Set exercise — Put each of the lines below into a JSON list of strings, one string per line, leaving out any blank lines.

=====

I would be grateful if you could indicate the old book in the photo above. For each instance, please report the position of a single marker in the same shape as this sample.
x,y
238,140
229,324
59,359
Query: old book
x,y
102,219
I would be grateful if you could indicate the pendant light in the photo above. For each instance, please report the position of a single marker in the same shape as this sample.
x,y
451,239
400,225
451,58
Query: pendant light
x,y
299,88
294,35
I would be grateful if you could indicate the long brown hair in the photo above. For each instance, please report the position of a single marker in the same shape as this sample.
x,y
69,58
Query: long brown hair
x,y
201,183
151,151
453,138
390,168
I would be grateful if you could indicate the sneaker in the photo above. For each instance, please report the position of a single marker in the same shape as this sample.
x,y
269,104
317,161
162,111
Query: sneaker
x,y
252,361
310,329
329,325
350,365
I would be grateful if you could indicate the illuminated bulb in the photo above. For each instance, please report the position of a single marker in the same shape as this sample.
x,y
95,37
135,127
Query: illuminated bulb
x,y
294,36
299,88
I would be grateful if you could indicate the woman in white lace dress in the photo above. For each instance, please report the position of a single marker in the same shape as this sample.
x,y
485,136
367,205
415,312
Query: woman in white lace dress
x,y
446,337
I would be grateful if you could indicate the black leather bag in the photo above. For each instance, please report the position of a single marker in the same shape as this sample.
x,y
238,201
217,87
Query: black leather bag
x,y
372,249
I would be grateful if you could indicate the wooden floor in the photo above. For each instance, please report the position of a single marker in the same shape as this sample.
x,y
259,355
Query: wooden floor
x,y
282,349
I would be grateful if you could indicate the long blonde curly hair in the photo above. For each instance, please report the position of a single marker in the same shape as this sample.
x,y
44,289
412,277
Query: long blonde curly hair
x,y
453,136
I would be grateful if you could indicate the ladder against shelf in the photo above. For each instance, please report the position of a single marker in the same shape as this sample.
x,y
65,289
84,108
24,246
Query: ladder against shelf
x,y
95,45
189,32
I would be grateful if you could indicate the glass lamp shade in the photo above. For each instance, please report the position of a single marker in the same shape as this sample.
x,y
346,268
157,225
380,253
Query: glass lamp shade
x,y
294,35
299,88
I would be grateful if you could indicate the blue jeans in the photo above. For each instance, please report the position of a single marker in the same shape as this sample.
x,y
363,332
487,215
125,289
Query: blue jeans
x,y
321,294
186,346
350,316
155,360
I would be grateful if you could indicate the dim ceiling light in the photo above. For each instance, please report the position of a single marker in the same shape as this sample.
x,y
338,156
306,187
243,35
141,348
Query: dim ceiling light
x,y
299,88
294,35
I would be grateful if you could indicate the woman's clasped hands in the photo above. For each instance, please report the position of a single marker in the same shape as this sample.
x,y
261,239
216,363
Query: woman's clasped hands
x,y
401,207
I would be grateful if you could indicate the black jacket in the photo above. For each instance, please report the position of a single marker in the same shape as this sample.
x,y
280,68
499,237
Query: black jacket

=====

Answer in full —
[
  "I would be grateful if you could indicate the old book in the photo above. For each instance, please report the position of a single marker in the same shape as this sample.",
  "x,y",
  "238,140",
  "229,324",
  "59,359",
  "Query: old book",
  "x,y",
  "102,219",
  "I would be grateful if you could indicate the pendant light in the photo above. For each instance, please report the position of a single marker in the same shape as this sample.",
  "x,y",
  "451,239",
  "400,225",
  "451,58",
  "Query: pendant light",
  "x,y",
  "299,88",
  "294,35",
  "I would be grateful if you could indicate the long brown hair in the photo above. For each instance, please report the position of a single marker in the same shape as this sample.",
  "x,y",
  "69,58",
  "Query: long brown hair",
  "x,y",
  "201,183",
  "151,151",
  "453,138",
  "390,168",
  "I would be grateful if you could indicate the sneaker in the photo above. For each instance, please report the position of a single marker in the same shape as this sample.",
  "x,y",
  "269,104",
  "317,161",
  "162,111",
  "Query: sneaker",
  "x,y",
  "252,361",
  "310,329",
  "329,325",
  "350,365",
  "I would be grateful if you could indicate the illuminated bulb in the photo above. For each instance, please report the position of a single marker in the same shape as this sample.",
  "x,y",
  "95,37",
  "135,127",
  "Query: illuminated bulb",
  "x,y",
  "294,36",
  "299,88",
  "I would be grateful if you could indicate the woman in white lace dress in the photo above. For each instance, please report the position of a single marker in the same shape as this sample.",
  "x,y",
  "485,136",
  "367,205",
  "415,312",
  "Query: woman in white lace dress",
  "x,y",
  "446,337",
  "I would be grateful if you could indicate the black leather bag in the photo above. For each instance, please report the position of a single marker in the same shape as this sample.",
  "x,y",
  "238,201",
  "217,87",
  "Query: black leather bag",
  "x,y",
  "372,249",
  "I would be grateful if you could indicate the wooden floor in the photo above. For each instance, please report the position of a single marker in the same shape as this sample.",
  "x,y",
  "259,355",
  "Query: wooden floor",
  "x,y",
  "282,349",
  "I would be grateful if you could indicate the long blonde curly hair in the photo above. For each instance, please report the position of a single marker in the same shape as this sample.",
  "x,y",
  "44,289",
  "412,277",
  "Query: long blonde curly hair",
  "x,y",
  "453,136",
  "I would be grateful if you could indicate the ladder against shelf in the photo above. For each instance, please report the position of a single marker in the same shape as this sample.",
  "x,y",
  "65,289",
  "84,108",
  "24,246",
  "Query: ladder against shelf",
  "x,y",
  "95,45",
  "189,32",
  "I would be grateful if you could indicate the glass lamp shade in the photo above. For each instance, please report the position of a single marker in the same shape as this sample.",
  "x,y",
  "346,268",
  "157,225",
  "380,253",
  "Query: glass lamp shade",
  "x,y",
  "294,35",
  "299,88",
  "I would be grateful if you could indicate the blue jeans in the photo above. For each instance, please report the position of a single marker in the same shape as this sample.",
  "x,y",
  "363,332",
  "487,215",
  "125,289",
  "Query: blue jeans",
  "x,y",
  "321,294",
  "186,346",
  "350,316",
  "155,360",
  "I would be grateful if you could indicate the dim ceiling light in the photo above. For each instance, please report the position of a single marker in the same shape as this sample.",
  "x,y",
  "338,156",
  "306,187",
  "243,35",
  "141,348",
  "Query: dim ceiling light",
  "x,y",
  "299,88",
  "294,35",
  "I would be grateful if you could indicate the woman's clasped hands in the photo above. For each instance, please report the position of a single marker in the same shape as this sample.",
  "x,y",
  "261,239",
  "216,363",
  "Query: woman's clasped hands",
  "x,y",
  "401,207",
  "I would be grateful if you could indicate the black jacket in the photo above. For each instance, please report the position of a single marker in the same shape as this sample.",
  "x,y",
  "280,68",
  "499,237",
  "Query: black jacket"
]